EXERCISE REQUIREMENTS. Take the data below and extract the lines from the one with "Where can the doorway be found here?" to the one with "Target: sunlight patch on rug", inclusive, exactly as written.

*** Opening ENTRIES SUPPLIED ***

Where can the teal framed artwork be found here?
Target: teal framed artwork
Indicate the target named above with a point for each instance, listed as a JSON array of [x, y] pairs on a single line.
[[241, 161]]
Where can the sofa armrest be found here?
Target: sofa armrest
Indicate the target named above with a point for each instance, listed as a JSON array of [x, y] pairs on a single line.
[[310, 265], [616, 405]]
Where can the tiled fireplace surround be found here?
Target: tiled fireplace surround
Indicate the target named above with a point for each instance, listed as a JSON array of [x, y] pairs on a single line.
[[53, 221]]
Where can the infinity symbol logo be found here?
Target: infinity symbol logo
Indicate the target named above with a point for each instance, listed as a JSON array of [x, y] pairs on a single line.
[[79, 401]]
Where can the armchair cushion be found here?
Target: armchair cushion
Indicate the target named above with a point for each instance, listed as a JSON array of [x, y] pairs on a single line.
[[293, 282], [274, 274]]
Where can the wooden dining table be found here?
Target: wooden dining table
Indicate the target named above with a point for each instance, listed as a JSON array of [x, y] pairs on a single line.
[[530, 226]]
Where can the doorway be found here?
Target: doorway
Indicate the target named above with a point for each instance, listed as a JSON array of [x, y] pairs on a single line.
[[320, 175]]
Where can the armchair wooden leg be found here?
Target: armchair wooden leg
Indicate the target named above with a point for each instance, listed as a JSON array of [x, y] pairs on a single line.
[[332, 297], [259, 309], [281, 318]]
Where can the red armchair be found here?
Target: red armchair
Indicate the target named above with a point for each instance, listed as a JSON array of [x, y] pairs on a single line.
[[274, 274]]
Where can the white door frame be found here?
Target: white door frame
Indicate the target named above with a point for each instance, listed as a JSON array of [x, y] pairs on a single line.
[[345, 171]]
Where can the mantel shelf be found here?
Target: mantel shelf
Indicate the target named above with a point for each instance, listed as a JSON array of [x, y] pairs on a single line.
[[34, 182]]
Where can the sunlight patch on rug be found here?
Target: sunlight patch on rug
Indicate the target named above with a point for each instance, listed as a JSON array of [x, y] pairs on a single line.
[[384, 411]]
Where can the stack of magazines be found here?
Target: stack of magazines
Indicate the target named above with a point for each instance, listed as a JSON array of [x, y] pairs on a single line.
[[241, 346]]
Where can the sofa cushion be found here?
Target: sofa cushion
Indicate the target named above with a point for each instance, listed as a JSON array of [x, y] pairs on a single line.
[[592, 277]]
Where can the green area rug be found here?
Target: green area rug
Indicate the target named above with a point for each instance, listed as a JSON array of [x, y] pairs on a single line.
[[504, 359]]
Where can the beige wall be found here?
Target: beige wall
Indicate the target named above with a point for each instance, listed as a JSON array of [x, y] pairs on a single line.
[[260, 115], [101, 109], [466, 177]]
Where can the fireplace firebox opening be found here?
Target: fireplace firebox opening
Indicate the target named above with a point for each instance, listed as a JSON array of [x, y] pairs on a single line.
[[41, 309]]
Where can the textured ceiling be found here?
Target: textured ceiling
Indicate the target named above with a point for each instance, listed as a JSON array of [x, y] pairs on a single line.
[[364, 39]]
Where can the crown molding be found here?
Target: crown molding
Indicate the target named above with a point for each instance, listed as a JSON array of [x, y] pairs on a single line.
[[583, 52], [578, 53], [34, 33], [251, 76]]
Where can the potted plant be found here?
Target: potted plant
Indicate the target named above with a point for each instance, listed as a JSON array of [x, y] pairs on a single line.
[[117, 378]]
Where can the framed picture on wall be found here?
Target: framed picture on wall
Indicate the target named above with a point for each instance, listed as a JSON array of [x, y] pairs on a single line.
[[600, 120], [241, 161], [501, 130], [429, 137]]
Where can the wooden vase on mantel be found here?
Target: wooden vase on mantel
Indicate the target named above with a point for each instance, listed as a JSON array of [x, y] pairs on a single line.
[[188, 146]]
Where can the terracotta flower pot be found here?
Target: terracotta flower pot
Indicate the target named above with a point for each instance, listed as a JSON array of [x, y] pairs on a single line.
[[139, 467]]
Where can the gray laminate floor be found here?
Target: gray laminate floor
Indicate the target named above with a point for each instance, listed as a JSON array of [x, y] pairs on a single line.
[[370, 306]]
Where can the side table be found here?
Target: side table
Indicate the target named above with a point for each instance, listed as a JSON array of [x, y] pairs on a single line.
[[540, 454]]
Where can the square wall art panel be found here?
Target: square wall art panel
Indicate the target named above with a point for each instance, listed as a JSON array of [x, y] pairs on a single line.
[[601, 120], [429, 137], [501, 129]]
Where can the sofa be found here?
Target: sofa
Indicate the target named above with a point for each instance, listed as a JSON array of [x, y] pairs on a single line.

*** Closing ENTRIES SUPPLIED ***

RESPONSE BELOW.
Where can the doorway be found here?
Target: doorway
Indicate the target named above with a point for each instance, listed as a JSON array of [x, y] pairs on a single line.
[[320, 175]]
Where can the armchair wooden leg be found here?
Target: armchair wooden leg
Indicate the target named above with a point for each instance, listed as a JSON array of [x, y] pairs on a single line.
[[332, 297], [259, 309], [281, 318]]
Where can the red armchair be found here?
Target: red armchair
Indicate the target named above with a point for each instance, listed as a JSON array of [x, y] pairs on a single line.
[[274, 274]]
Where can the white door frame be found here?
Target: white door frame
Indicate the target named above with a point for each instance, listed as a JSON array of [x, y] pairs on a single line.
[[345, 171]]
Where can the mantel shelf be found here?
Target: mantel shelf
Indicate the target named above with a point for each instance, listed as a JSON array of [x, y] pairs on a single line.
[[34, 182]]
Where can the sunlight patch on rug be found here?
Target: sunlight patch on rug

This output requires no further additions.